→ DIRECTIONS FOR THIS TASK: Every line of the entries below that carries the string "bald" should be copied.

→ Referring expression pointing data:
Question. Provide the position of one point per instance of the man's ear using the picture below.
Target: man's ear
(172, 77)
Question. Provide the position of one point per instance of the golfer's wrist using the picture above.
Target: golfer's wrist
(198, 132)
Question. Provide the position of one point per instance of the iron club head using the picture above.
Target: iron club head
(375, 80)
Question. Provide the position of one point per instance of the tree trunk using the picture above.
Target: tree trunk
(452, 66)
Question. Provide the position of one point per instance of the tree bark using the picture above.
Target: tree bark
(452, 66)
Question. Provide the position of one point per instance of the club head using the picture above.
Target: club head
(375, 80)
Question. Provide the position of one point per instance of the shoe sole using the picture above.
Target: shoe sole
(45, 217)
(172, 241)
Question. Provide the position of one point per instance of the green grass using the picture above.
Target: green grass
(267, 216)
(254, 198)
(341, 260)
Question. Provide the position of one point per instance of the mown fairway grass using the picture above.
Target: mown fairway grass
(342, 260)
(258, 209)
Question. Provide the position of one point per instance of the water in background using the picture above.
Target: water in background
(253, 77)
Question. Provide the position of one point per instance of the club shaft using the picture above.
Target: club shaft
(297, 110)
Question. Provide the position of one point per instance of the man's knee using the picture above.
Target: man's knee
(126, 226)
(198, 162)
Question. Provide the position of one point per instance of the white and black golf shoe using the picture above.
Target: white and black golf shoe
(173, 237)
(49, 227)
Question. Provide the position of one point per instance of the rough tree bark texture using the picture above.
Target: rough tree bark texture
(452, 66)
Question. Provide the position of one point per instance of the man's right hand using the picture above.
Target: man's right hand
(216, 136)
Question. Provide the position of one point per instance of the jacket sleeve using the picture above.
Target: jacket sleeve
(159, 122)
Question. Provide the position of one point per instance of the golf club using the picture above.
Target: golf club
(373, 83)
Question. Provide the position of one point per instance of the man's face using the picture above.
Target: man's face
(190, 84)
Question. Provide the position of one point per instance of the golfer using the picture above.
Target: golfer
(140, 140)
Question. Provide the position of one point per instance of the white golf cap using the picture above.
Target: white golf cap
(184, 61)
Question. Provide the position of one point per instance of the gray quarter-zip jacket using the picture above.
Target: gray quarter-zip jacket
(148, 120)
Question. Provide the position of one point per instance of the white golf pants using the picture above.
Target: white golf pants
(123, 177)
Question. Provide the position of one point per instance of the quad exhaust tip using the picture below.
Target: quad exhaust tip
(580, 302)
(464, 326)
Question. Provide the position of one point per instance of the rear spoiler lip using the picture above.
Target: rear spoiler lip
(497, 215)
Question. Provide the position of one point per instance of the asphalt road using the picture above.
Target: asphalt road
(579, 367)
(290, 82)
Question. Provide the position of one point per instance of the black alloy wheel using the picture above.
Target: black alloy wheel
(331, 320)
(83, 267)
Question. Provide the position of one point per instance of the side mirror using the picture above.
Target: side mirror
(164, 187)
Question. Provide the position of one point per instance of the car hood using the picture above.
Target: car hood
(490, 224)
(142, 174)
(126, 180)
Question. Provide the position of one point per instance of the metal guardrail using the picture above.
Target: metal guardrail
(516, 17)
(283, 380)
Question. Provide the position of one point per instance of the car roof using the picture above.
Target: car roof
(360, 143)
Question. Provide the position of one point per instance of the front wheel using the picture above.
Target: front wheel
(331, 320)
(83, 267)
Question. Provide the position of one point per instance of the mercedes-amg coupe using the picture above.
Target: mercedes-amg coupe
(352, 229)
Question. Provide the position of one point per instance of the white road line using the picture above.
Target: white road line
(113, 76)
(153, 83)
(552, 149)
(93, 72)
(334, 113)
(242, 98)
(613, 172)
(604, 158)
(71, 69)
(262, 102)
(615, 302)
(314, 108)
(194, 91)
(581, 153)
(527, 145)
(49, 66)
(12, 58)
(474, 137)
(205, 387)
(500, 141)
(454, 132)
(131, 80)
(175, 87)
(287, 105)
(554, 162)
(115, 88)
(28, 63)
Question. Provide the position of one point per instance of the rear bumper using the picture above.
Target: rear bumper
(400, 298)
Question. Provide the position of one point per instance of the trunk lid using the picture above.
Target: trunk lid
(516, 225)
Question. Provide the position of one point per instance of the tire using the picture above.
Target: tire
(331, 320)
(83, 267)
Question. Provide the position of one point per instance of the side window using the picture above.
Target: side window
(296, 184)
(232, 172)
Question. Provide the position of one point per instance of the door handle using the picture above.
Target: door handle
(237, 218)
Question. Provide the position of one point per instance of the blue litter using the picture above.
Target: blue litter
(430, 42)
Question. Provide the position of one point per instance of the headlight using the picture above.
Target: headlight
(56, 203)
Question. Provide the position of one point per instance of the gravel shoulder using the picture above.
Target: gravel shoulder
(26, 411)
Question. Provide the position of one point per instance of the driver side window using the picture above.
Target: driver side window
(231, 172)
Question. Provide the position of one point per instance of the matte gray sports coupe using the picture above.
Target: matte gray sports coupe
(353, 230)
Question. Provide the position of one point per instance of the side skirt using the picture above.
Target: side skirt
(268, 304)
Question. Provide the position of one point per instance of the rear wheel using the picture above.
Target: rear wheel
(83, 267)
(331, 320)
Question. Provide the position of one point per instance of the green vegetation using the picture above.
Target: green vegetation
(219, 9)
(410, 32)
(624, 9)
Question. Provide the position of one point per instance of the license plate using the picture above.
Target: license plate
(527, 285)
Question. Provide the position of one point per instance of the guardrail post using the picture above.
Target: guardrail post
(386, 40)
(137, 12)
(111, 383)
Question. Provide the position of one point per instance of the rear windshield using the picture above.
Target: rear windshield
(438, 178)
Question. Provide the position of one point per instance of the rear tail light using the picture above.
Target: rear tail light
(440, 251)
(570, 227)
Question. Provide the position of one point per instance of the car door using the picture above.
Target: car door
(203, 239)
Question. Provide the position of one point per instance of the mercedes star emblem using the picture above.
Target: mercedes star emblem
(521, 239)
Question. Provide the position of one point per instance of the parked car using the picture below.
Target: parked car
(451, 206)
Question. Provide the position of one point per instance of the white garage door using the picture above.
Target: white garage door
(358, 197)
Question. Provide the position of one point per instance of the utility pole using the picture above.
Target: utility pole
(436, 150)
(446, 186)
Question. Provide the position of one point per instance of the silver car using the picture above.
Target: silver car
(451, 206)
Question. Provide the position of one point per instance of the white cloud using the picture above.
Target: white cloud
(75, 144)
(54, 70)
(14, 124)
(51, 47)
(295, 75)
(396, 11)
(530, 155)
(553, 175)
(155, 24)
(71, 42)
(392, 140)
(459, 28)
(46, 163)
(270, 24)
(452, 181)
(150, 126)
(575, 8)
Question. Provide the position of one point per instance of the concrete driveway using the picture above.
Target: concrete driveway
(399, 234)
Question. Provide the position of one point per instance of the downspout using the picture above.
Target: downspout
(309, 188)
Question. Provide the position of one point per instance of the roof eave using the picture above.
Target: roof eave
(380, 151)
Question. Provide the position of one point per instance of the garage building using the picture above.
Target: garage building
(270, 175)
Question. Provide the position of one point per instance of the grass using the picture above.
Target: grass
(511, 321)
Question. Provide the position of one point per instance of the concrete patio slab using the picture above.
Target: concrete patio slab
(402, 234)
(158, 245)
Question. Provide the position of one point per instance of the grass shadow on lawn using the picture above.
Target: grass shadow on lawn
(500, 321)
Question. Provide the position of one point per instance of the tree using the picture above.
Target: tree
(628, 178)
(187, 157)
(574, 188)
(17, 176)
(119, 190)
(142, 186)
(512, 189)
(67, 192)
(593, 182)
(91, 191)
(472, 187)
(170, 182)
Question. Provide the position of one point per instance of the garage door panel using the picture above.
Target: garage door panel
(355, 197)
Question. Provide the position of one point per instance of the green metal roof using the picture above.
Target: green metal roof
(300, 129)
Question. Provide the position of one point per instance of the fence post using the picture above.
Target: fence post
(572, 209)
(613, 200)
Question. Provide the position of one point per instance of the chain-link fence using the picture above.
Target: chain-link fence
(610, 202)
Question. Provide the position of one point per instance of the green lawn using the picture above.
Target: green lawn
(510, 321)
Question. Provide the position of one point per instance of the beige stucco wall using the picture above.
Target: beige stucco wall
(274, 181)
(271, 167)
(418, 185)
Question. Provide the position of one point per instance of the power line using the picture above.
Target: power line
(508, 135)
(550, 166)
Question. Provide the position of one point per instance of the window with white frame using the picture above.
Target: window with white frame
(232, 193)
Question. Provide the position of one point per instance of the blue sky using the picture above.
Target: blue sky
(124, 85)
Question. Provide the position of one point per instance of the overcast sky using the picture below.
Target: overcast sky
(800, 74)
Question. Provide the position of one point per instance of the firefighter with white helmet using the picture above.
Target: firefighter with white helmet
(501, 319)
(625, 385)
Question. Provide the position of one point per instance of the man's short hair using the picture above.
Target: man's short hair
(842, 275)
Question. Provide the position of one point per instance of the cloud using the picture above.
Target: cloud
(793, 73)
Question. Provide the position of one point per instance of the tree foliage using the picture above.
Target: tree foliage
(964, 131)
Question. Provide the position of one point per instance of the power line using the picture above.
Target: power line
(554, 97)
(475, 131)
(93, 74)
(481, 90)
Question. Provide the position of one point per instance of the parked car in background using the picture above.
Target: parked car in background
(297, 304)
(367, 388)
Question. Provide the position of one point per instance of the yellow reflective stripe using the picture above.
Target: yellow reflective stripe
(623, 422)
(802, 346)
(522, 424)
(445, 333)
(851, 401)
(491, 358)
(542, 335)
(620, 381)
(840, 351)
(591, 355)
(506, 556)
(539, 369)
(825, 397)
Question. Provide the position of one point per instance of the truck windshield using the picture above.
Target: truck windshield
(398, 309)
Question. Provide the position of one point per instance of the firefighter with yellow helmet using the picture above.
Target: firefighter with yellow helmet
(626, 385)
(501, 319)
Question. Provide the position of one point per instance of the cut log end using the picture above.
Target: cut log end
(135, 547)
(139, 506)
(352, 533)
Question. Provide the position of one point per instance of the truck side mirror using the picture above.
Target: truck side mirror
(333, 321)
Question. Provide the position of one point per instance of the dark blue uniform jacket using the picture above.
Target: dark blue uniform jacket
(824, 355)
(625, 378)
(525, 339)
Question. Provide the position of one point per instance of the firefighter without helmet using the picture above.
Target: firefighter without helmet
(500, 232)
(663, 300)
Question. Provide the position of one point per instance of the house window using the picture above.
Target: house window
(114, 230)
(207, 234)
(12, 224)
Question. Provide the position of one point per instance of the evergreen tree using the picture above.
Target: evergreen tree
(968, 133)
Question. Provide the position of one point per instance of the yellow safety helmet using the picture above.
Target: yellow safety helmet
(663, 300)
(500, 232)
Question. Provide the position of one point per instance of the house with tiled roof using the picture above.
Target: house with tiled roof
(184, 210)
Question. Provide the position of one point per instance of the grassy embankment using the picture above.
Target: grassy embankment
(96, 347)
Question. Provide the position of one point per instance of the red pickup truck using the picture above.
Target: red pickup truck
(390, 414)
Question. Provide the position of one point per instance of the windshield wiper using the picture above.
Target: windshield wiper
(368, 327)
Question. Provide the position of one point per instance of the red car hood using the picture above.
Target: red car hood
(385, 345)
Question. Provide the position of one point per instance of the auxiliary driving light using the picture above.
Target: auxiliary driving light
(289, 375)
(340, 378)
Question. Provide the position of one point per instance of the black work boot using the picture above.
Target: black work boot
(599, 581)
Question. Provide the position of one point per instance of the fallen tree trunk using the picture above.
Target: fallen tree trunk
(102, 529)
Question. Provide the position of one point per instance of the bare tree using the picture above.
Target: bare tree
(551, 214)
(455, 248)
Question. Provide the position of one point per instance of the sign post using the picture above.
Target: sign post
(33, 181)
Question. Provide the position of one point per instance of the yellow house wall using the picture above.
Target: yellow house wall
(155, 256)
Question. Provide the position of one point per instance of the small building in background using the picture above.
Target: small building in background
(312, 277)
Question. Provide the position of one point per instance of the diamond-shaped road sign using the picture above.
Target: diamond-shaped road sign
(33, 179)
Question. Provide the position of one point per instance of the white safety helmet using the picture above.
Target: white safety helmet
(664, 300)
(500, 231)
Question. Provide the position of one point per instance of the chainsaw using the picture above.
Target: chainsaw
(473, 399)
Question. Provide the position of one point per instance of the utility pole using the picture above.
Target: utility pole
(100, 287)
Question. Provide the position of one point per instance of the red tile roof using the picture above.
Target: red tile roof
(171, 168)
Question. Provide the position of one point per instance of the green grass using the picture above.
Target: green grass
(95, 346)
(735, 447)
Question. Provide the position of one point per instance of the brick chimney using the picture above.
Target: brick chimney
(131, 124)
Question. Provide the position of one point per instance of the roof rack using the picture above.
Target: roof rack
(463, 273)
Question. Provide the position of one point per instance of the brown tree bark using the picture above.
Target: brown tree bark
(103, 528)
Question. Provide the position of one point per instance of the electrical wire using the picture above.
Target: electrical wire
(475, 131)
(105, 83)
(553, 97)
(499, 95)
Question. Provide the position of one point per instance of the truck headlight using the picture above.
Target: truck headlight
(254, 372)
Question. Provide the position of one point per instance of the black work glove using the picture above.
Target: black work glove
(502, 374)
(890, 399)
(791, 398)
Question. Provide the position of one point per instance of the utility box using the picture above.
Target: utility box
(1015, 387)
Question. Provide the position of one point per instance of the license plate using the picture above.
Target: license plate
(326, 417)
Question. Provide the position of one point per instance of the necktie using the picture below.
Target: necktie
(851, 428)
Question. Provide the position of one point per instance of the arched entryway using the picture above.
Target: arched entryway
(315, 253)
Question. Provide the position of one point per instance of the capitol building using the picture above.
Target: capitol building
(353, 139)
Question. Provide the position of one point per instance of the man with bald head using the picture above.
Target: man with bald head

→ EXERCISE RESULT:
Question. Provide the position of one point per instance of the man with bald head using the picture above.
Target: man with bald head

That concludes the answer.